From the line below that contains "Task — pin one marker per instance of the round" to the line that contains "Task — pin one marker per instance of the straw", repeat every line exactly, both ends included, and nothing else.

+++ SUPPLIED DATA +++

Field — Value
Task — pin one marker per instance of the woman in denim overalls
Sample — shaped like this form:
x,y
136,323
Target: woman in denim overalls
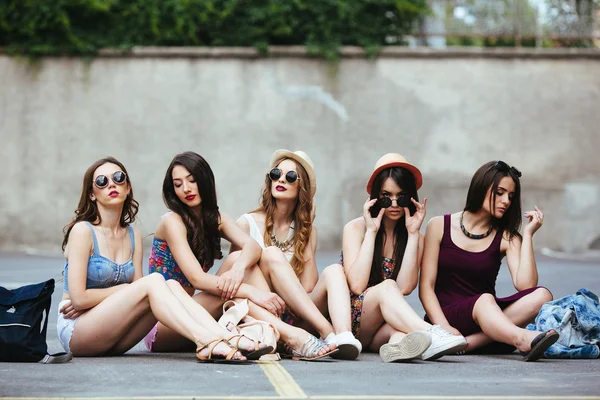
x,y
108,306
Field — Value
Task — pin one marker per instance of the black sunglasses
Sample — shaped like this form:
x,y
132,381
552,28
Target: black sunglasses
x,y
290,177
403,200
118,178
502,166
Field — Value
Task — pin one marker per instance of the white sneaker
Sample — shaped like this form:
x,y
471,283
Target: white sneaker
x,y
410,347
442,343
348,346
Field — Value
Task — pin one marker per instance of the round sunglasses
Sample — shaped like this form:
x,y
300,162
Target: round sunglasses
x,y
403,200
290,177
102,181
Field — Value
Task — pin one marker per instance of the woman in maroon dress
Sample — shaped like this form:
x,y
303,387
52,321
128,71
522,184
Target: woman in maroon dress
x,y
461,260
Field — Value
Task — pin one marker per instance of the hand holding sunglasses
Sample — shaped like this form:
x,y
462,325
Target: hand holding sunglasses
x,y
290,177
403,200
102,181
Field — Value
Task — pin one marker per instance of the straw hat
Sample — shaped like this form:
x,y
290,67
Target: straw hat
x,y
394,160
303,159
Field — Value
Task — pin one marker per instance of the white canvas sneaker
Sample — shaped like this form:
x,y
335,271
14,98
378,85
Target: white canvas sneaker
x,y
442,343
348,346
410,347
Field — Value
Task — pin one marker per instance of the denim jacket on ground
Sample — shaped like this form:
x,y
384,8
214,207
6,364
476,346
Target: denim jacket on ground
x,y
577,319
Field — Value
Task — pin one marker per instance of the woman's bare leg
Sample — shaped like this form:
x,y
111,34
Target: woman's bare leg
x,y
331,295
283,280
498,327
385,303
520,313
385,334
292,336
204,307
100,329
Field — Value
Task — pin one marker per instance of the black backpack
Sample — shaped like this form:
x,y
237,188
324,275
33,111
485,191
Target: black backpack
x,y
22,336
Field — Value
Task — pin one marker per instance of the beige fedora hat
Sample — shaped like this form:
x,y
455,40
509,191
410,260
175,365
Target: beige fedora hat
x,y
303,159
394,160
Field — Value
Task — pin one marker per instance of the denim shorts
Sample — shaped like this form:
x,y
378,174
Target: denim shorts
x,y
64,328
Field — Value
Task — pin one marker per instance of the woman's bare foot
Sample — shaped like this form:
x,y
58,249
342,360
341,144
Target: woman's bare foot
x,y
300,337
523,343
221,350
245,343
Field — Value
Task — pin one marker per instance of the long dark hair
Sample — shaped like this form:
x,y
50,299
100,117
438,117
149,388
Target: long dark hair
x,y
87,210
488,177
301,214
202,233
406,181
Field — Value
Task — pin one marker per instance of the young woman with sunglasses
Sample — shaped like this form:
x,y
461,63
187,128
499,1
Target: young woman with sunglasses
x,y
463,253
186,243
283,227
107,305
381,256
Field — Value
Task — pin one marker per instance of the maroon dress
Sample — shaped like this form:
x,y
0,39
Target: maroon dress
x,y
463,276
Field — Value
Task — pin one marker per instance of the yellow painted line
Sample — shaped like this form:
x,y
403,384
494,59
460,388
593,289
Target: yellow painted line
x,y
282,381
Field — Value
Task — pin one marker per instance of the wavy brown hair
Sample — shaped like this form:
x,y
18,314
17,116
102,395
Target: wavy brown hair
x,y
488,177
301,214
203,234
87,210
406,181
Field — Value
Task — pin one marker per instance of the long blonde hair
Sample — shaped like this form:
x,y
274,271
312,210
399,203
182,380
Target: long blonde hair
x,y
301,215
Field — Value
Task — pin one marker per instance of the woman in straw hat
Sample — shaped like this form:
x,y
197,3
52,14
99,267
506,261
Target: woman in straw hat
x,y
463,253
381,256
185,245
283,226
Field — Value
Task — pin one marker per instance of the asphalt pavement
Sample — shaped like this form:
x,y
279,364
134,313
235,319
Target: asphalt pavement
x,y
143,375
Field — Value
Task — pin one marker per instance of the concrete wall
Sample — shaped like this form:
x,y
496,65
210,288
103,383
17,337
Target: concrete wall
x,y
448,115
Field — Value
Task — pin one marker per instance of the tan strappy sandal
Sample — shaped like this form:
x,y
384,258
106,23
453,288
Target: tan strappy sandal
x,y
309,350
251,354
228,359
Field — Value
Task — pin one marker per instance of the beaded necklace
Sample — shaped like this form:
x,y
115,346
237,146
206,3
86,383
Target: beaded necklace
x,y
469,234
286,244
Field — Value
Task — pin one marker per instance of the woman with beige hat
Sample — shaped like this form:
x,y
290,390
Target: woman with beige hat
x,y
185,246
283,226
381,255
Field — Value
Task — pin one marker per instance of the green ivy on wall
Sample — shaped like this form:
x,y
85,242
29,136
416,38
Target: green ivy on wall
x,y
47,27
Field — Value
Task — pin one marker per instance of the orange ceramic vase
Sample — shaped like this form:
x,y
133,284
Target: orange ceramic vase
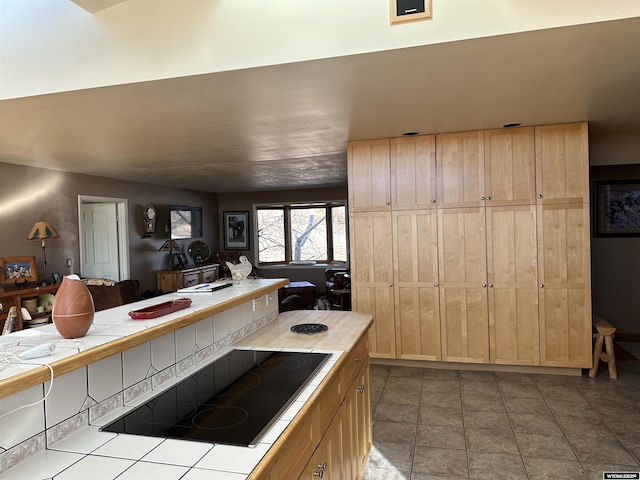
x,y
73,308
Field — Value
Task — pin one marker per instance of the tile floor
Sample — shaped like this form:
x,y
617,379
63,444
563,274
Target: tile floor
x,y
433,423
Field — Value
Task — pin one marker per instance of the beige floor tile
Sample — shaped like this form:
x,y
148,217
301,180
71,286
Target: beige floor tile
x,y
490,440
536,445
547,468
496,466
440,461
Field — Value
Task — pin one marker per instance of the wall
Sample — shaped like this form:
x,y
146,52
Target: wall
x,y
246,201
31,194
615,262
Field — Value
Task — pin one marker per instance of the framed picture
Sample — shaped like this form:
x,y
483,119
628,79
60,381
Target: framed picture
x,y
617,208
236,230
180,261
18,268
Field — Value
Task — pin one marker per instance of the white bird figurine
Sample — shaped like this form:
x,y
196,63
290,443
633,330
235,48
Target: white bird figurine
x,y
241,270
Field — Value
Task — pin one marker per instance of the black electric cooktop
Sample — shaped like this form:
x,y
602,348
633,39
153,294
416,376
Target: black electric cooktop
x,y
234,400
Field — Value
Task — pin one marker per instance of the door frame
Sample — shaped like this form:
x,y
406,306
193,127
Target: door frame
x,y
122,205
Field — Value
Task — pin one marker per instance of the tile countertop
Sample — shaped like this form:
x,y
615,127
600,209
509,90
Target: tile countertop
x,y
113,331
90,453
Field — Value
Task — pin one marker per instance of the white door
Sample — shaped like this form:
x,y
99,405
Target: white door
x,y
99,230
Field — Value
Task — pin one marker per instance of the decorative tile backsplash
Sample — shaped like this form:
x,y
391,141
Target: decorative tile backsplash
x,y
104,388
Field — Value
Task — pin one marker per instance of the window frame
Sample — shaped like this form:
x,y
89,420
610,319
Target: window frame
x,y
287,208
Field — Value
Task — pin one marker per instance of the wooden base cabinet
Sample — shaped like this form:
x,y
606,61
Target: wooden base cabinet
x,y
172,280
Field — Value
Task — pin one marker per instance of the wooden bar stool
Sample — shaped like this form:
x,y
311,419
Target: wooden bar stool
x,y
604,334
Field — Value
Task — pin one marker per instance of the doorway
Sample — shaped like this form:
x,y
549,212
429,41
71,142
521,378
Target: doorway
x,y
104,237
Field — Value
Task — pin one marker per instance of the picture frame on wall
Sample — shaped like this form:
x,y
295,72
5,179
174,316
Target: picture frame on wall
x,y
18,270
617,208
236,230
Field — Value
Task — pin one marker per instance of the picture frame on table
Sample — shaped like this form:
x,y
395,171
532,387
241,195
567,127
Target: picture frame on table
x,y
236,230
18,270
616,208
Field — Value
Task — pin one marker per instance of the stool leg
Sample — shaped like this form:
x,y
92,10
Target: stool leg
x,y
597,350
613,372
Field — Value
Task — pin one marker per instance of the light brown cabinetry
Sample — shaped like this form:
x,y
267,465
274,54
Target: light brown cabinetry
x,y
372,277
463,288
172,280
512,282
417,311
369,172
562,163
413,163
565,285
512,285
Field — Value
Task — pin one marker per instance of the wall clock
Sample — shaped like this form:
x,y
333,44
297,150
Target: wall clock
x,y
148,221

+++

● **EXPECTED ANSWER**
Task — pin one marker per instance of the round sunglasses
Sample — shaped like this form:
x,y
300,162
Target: round sunglasses
x,y
403,200
290,177
102,181
Field — Value
Task — pin one marker per instance of the woman in maroon dress
Sample — shaped like this form:
x,y
303,387
52,321
128,71
522,184
Target: woman in maroon dress
x,y
461,260
Field — Value
Task — pin one marker per instance of the hand holding sunglasses
Sample — shaped like this form:
x,y
462,325
Target: hand holding sunglasses
x,y
290,177
403,200
102,181
Field — Value
Task — pin one marker per instance of the straw hat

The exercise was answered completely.